**RAW DATA**:
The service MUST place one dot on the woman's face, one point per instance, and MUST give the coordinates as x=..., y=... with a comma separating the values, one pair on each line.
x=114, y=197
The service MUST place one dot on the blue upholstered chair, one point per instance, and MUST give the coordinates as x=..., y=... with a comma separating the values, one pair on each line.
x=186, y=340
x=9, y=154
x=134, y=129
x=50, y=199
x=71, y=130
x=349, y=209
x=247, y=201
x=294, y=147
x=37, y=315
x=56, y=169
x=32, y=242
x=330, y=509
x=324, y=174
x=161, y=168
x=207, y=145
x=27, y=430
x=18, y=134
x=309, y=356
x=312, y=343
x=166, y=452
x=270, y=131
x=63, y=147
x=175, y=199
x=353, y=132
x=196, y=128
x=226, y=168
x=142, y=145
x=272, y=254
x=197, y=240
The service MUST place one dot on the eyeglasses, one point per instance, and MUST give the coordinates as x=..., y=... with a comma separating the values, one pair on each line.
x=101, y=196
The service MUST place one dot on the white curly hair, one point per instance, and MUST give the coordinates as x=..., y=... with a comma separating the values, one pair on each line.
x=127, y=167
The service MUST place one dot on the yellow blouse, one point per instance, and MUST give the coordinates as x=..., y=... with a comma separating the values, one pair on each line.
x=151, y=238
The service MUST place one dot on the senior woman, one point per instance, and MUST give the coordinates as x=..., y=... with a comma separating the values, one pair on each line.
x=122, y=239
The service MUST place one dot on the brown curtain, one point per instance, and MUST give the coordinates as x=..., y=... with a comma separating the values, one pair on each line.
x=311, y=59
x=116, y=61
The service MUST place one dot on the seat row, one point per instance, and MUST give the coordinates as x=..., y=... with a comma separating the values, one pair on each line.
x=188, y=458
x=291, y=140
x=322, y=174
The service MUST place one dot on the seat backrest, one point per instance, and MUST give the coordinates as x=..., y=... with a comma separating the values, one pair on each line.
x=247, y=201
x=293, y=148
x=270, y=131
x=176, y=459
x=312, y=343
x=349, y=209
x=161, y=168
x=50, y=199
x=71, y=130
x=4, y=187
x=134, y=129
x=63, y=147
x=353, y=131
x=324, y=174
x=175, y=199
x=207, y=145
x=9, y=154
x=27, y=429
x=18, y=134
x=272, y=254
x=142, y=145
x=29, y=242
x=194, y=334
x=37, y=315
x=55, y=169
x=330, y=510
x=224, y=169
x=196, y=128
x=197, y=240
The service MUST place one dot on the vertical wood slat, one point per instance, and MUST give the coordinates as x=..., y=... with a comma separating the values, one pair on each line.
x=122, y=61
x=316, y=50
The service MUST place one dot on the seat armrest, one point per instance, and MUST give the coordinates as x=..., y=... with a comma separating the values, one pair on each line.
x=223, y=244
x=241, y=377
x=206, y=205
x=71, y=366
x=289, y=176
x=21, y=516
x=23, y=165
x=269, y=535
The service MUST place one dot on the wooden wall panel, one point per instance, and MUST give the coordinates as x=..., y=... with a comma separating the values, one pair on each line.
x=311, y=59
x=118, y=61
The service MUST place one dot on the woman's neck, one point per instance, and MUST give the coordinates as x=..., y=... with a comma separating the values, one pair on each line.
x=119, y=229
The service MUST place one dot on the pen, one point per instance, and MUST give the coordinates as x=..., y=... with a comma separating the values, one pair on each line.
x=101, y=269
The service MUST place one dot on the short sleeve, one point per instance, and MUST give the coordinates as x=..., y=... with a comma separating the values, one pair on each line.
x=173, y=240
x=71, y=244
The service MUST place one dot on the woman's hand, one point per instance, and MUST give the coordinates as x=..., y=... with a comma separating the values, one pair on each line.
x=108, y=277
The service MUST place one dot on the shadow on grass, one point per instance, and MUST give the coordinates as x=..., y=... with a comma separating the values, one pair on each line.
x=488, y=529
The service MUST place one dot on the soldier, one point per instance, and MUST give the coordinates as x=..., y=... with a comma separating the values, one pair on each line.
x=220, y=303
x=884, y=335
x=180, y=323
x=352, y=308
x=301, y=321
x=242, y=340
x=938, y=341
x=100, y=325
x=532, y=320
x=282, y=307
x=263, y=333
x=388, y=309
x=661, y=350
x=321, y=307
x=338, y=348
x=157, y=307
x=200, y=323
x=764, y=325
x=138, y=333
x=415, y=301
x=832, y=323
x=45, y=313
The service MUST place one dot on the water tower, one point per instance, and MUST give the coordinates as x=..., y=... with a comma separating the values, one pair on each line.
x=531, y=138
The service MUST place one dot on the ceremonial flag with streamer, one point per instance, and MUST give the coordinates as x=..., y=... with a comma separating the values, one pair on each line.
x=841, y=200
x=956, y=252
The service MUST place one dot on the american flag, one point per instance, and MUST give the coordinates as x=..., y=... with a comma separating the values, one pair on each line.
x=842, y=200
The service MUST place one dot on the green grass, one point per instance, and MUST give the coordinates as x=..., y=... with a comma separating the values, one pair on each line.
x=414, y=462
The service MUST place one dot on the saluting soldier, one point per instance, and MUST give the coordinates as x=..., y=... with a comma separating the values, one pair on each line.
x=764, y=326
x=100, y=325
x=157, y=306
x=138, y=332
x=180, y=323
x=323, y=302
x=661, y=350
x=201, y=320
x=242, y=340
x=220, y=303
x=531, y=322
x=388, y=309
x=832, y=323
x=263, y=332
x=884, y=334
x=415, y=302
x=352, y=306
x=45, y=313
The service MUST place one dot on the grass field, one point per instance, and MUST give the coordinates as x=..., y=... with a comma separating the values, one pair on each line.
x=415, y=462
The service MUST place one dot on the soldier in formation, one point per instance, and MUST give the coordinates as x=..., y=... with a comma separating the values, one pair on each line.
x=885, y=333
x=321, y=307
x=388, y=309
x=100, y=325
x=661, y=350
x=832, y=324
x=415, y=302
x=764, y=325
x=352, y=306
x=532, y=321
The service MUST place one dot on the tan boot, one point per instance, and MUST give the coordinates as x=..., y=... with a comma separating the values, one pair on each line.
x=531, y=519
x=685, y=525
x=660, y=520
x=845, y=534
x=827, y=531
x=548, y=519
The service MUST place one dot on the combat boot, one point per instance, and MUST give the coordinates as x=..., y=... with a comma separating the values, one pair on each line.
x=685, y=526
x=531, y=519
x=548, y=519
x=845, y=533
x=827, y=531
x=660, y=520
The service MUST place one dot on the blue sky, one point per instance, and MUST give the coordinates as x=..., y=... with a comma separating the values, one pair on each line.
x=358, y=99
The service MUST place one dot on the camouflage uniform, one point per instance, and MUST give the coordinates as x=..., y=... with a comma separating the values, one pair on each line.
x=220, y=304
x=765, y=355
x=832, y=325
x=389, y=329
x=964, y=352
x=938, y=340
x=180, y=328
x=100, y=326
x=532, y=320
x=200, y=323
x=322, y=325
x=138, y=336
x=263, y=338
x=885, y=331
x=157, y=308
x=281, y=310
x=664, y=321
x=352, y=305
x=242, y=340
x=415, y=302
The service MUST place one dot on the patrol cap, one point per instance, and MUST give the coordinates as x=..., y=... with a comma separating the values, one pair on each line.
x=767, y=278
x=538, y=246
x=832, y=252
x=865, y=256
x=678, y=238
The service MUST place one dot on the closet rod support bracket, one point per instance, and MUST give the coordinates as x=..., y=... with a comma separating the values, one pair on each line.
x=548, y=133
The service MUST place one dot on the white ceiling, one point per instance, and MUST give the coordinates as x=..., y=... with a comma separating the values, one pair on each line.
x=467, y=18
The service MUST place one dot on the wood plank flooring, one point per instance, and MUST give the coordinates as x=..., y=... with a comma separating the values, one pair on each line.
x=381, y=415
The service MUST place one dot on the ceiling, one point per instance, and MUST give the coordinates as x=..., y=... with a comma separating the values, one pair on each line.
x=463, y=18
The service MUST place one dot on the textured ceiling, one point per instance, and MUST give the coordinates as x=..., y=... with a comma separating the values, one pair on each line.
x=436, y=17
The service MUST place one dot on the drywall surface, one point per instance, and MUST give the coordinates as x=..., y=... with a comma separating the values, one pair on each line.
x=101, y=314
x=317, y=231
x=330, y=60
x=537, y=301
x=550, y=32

**PROBLEM DETAILS**: An exact copy of the entries from the line containing "The service MUST place one dot on the textured" through the last line is the expected answer.

**RESPONSE TO THIS TASK**:
The service MUST place one dot on the textured ceiling, one point per instance, and MUST give the coordinates as x=..., y=... with a comma separating the values, one pair on each line.
x=436, y=17
The service MUST place one dot on the drywall surface, one point per instance, and MUST give the coordinates as x=..., y=... with a comma separating the values, one pair on each line.
x=101, y=314
x=317, y=231
x=330, y=60
x=537, y=301
x=550, y=32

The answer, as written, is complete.